> [EXERCISE MATERIALS]:
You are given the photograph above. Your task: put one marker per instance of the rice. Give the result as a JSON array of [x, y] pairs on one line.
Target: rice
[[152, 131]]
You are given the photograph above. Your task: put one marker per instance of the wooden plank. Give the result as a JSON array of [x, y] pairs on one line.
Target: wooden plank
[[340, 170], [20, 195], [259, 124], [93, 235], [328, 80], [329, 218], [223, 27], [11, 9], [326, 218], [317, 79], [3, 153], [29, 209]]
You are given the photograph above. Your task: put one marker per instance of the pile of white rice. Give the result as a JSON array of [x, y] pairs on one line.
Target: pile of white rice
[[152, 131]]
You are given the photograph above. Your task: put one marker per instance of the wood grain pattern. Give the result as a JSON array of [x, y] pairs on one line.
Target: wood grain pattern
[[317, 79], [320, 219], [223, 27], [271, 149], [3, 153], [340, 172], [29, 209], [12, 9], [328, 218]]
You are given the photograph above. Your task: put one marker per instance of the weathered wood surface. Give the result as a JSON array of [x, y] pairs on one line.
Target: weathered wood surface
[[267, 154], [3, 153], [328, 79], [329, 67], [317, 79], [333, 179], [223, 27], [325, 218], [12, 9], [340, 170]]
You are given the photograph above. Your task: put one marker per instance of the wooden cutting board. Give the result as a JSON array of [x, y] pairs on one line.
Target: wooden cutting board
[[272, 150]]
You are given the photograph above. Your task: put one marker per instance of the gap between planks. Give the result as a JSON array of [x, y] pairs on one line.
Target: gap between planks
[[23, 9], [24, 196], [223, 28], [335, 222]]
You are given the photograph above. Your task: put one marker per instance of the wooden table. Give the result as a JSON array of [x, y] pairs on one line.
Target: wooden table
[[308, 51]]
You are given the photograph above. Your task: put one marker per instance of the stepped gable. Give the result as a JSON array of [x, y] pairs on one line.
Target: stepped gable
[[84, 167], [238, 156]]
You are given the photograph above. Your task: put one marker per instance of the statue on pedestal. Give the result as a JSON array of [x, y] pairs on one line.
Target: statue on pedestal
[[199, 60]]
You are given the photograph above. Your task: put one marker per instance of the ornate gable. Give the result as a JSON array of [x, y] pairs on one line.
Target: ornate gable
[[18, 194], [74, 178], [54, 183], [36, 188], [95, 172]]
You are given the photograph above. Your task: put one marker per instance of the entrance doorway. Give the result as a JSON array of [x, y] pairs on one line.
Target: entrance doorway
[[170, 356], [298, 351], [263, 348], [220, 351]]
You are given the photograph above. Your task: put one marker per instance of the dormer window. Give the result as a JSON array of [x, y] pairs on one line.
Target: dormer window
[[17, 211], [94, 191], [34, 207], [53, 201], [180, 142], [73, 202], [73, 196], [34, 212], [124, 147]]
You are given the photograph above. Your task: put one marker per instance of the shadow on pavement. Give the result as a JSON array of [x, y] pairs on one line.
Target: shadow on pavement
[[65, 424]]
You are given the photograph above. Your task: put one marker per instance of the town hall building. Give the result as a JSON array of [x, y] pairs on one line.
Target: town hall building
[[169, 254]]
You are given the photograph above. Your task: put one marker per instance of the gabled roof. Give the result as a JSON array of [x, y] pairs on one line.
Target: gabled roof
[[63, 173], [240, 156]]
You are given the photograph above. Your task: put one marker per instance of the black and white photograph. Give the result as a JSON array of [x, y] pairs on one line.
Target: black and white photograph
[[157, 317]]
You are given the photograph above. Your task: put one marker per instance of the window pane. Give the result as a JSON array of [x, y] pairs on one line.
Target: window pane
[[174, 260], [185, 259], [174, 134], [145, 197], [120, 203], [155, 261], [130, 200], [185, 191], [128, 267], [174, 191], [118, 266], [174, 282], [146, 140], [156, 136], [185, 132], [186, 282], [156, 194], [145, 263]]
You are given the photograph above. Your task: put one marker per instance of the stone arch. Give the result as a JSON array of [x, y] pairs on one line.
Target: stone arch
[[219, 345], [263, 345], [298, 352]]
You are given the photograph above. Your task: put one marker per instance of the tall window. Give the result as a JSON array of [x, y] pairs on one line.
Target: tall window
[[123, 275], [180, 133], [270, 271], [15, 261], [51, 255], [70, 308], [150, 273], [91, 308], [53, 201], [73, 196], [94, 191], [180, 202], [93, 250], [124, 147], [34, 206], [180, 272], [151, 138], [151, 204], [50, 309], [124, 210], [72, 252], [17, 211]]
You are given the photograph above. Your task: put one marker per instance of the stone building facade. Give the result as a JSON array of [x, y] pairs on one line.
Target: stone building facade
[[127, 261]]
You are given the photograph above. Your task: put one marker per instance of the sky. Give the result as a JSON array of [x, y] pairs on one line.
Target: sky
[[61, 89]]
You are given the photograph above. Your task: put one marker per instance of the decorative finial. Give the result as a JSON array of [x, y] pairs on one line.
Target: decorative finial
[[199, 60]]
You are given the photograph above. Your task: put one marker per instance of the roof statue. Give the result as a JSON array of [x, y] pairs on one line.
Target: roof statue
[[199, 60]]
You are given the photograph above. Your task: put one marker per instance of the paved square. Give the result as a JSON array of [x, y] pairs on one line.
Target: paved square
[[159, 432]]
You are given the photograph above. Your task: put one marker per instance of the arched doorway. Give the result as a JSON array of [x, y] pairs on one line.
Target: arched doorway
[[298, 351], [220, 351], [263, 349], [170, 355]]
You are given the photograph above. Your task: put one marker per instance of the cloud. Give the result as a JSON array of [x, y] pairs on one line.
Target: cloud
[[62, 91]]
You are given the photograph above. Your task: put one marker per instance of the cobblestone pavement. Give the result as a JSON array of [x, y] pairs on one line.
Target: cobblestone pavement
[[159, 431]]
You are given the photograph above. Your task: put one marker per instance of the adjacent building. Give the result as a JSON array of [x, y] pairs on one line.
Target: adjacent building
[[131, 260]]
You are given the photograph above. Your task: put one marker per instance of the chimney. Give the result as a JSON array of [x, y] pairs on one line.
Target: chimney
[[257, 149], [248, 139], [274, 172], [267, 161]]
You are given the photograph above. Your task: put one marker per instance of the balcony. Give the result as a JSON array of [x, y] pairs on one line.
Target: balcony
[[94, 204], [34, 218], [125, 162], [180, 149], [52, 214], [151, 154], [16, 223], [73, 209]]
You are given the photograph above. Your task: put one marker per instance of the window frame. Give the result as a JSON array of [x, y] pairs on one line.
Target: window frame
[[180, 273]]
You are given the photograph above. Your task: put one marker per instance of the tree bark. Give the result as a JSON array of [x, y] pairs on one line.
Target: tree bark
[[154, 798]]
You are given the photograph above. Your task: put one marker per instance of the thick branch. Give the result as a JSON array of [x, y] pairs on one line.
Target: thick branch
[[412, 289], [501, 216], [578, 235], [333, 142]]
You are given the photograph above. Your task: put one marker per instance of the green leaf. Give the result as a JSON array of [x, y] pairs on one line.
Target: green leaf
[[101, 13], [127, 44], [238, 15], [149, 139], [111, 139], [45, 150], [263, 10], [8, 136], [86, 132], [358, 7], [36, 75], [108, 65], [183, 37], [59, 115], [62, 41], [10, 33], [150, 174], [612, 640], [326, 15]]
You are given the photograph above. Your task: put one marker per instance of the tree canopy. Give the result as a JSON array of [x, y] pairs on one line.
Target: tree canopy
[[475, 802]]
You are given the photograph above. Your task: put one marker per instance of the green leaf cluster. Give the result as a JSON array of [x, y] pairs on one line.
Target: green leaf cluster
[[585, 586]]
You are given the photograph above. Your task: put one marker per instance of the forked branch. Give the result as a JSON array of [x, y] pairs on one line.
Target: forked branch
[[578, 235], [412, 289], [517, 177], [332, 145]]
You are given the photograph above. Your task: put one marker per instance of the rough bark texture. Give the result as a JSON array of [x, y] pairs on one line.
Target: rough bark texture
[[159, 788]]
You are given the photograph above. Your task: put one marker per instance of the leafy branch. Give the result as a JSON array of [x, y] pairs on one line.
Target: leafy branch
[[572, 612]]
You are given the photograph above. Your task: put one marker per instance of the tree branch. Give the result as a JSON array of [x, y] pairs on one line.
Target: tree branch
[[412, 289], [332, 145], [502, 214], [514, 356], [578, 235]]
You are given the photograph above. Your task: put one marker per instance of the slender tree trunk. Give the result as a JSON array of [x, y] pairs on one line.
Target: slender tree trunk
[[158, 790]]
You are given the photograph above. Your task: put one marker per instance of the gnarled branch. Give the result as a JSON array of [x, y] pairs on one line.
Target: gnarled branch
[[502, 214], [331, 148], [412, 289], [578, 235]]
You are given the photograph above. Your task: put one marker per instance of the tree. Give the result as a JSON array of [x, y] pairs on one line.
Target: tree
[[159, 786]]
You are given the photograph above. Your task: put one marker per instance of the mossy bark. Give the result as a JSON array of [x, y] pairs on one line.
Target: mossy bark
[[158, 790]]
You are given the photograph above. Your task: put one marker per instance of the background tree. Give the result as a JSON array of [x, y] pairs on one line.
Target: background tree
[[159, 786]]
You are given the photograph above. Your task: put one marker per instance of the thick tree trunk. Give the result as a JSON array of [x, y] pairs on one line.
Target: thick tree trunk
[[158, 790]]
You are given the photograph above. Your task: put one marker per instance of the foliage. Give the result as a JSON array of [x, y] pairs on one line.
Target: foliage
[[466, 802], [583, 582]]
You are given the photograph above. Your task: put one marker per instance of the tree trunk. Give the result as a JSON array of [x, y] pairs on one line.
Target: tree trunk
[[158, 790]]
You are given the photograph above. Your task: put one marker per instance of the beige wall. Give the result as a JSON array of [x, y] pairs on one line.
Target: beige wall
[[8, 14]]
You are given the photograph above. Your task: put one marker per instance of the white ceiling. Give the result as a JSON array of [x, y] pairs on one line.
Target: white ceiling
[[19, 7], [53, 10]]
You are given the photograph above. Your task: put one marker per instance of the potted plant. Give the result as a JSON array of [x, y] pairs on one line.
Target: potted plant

> [YOUR INSTRUCTIONS]: Output the lines as a Markdown table with two columns, Row (a running number) and Line. Begin at the line that contains "of the gabled", stop after the line that contains "194], [145, 263]]", and leave out any blank lines.

> [FINISHED ANSWER]:
| Row | Line |
|---|---|
| 1 | You are given the photograph above. Your task: put one marker per instance of the gabled roof. Give the result as a JSON array of [x, y] pairs on one line. |
| 2 | Target: gabled roof |
| 3 | [[63, 173], [240, 156]] |
| 4 | You are given the photograph above. Your task: put one marker per instance of the black and white photograph. Give the result as a JSON array of [x, y] pairs on one line. |
| 5 | Target: black and white photograph |
| 6 | [[157, 317]] |
| 7 | You are given the photograph above. Your task: put one marker per instance of the window pane. Give the result as a JSON array of [x, y] pairs on one line. |
| 8 | Target: window pane |
| 9 | [[174, 260], [185, 259], [174, 134], [145, 197], [120, 203], [155, 261], [130, 200], [185, 191], [128, 267], [174, 191], [118, 266], [174, 282], [146, 140], [156, 136], [185, 132], [186, 282], [156, 194], [145, 263]] |